- **GIVEN TASK**
Images are not part of the copy; transcribe all the data exactly.

- **TASK INPUT**
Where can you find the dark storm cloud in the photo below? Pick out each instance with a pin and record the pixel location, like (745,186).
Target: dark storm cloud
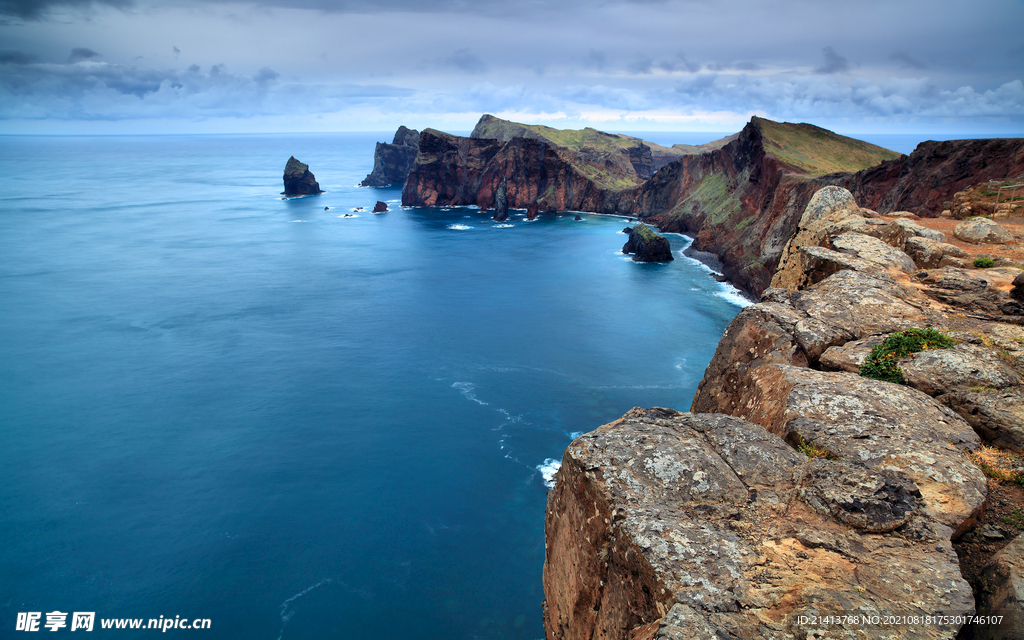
(679,62)
(81,53)
(90,90)
(16,57)
(642,66)
(835,64)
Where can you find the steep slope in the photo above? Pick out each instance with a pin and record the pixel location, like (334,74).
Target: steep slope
(391,162)
(928,177)
(743,201)
(594,143)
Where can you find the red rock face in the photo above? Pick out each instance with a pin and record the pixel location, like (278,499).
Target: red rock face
(739,202)
(923,180)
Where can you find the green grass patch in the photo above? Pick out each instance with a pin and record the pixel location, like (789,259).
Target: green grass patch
(881,364)
(813,451)
(814,152)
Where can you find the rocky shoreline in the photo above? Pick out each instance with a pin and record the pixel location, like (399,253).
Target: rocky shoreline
(795,488)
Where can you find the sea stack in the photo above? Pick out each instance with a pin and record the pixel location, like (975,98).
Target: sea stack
(298,179)
(647,246)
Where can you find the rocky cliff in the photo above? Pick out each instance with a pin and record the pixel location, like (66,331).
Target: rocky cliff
(646,246)
(929,177)
(392,162)
(798,488)
(299,180)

- **RESULT OF THE EXERCISE**
Where can you find the dark storm cloud in the photo below? Pick out each instance with a pin and record the pixel location, like (745,186).
Target: dark storm cloud
(679,62)
(81,53)
(90,90)
(16,57)
(642,66)
(835,64)
Where can you find the steep slope in the photo above? Pick out each instance with a pin and record the pixel location, like (334,74).
Target: steep slope
(391,162)
(928,177)
(743,201)
(594,143)
Where can you find the red rock face in the photo above? Pick out each instance with a pin and record the pixel location, like (278,499).
Target: red rock face
(739,202)
(923,180)
Where can you find the green grass patch in the photo above? Pick out each instance with a pin and record the pixel location, like (789,259).
Target: green grass patch
(881,364)
(813,451)
(814,152)
Where can you find the rocky shoreline in the photo above? Pick out each instance with a pin and record the pixel location, like (399,253).
Target: rocky shoreline
(795,488)
Where can you find the sea stack in the photo above? Pick out each instance with a pin and record the pixel location, like (975,98).
Target: sea stack
(298,179)
(647,246)
Where can you find the rocky cliff in the photo above? Pick out each instance with a pin and record the pixel location, like (66,331).
Target: rocky cliff
(646,246)
(929,177)
(392,162)
(798,488)
(299,180)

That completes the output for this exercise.